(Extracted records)

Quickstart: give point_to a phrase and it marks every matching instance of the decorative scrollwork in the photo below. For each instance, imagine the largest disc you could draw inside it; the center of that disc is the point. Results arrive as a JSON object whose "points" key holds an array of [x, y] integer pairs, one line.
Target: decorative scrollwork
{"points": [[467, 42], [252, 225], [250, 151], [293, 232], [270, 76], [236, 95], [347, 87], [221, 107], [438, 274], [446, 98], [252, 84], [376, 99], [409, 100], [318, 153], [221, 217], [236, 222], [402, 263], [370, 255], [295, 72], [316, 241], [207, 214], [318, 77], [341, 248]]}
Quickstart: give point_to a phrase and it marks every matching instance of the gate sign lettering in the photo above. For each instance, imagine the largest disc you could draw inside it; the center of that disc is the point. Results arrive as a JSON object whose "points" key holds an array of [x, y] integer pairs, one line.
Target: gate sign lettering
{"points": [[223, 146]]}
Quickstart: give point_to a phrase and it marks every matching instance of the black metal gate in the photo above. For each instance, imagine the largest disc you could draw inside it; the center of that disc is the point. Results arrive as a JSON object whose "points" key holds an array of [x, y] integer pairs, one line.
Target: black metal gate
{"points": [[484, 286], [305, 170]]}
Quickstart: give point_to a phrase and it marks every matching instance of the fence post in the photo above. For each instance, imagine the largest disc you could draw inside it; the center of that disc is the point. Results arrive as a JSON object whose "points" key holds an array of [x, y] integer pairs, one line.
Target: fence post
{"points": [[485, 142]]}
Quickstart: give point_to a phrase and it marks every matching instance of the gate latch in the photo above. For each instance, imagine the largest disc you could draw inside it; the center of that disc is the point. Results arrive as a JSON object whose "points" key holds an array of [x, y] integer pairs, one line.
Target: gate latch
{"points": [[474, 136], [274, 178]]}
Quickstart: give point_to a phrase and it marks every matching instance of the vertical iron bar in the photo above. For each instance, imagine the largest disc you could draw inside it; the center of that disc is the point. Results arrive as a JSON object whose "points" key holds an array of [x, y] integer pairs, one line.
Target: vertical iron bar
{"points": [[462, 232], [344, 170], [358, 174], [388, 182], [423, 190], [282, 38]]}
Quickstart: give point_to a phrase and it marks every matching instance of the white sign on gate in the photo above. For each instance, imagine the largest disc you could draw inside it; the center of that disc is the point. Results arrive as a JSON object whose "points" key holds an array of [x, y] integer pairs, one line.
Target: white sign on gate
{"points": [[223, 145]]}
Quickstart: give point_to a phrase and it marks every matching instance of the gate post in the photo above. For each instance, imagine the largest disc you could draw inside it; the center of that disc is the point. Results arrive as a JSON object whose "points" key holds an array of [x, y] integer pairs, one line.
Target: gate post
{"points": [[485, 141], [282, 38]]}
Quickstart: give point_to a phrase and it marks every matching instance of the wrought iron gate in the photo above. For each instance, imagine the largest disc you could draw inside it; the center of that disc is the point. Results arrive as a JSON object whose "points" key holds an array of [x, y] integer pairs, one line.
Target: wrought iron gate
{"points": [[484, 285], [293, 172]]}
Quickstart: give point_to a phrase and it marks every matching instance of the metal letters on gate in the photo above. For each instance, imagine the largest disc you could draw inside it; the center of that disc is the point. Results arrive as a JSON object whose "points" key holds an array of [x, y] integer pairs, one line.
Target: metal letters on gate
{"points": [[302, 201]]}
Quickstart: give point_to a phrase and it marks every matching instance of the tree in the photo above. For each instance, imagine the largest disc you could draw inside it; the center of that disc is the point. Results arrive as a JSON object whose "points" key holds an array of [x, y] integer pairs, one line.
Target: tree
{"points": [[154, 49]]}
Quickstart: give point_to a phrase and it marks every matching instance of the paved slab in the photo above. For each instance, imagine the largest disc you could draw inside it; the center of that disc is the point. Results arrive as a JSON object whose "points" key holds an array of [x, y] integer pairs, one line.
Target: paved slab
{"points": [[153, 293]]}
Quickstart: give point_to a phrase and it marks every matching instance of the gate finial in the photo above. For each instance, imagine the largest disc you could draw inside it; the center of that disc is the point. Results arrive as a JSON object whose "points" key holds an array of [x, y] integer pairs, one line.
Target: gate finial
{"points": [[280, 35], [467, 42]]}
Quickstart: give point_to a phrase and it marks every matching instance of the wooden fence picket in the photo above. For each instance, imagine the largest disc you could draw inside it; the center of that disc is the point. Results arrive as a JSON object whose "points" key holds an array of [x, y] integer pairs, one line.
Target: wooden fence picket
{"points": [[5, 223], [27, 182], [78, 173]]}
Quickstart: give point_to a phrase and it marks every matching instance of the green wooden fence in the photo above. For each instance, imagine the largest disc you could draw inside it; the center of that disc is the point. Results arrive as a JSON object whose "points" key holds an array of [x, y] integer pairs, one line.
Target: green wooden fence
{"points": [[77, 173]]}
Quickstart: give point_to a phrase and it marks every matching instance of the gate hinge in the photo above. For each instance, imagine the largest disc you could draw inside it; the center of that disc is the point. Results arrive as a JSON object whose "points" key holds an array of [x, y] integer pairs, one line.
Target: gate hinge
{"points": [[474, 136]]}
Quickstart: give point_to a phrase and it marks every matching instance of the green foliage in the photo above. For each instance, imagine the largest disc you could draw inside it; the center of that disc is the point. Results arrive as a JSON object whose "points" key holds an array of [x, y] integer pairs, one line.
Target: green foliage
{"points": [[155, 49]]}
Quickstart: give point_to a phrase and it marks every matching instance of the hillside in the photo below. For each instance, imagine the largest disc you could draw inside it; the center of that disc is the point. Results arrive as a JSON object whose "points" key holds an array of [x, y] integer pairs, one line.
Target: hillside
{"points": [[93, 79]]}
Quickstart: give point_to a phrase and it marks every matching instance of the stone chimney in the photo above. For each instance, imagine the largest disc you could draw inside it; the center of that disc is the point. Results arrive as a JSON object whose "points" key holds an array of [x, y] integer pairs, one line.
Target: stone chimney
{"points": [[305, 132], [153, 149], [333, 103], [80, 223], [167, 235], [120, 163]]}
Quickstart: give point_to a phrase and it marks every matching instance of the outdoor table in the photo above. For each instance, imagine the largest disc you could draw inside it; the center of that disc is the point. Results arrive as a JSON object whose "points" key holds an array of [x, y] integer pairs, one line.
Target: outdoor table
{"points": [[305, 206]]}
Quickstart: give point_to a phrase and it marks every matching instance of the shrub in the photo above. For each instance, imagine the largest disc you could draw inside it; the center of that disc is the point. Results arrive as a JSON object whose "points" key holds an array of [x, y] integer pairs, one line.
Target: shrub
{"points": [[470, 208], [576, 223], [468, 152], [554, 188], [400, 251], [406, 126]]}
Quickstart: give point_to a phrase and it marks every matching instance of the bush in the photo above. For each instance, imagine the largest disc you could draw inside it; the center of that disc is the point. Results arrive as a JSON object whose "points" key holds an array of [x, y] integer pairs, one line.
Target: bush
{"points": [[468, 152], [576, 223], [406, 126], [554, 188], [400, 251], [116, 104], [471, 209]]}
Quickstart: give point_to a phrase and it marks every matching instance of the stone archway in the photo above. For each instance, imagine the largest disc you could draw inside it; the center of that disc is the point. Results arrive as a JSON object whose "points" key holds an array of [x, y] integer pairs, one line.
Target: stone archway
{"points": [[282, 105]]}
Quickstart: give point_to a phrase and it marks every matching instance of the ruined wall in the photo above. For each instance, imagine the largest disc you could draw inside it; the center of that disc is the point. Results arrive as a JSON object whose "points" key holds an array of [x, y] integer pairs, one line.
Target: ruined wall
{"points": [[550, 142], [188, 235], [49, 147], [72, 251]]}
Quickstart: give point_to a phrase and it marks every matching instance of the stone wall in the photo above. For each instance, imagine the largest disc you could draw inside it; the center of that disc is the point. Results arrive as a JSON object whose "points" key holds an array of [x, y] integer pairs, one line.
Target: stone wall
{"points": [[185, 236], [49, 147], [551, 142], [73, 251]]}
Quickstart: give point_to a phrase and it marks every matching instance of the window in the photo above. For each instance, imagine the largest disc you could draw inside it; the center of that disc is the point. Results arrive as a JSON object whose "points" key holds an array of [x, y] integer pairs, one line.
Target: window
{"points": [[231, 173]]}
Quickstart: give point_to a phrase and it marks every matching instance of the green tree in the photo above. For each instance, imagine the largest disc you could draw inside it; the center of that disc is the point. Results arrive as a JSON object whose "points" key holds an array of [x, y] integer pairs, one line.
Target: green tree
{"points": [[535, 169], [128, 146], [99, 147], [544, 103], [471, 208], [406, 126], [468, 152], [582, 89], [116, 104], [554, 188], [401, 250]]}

EXERCISE PROMPT
Copy out the lines from the start of the records through the line holding "Target: decorative scrollwork", inclusive, swapping "disc" for "circle" and keeping everything else the same.

OUTPUT OF THE TASK
Quickstart: give point_to a phrase and it marks every matching instance of the decorative scrollwork in the photo below. For each instance, imagine the largest circle you could draw inside it; the center of that circle is the point. Results arrive as a JSON object whose "points" key holds an array of [x, y] integer pairs, one line.
Target: decorative scrollwork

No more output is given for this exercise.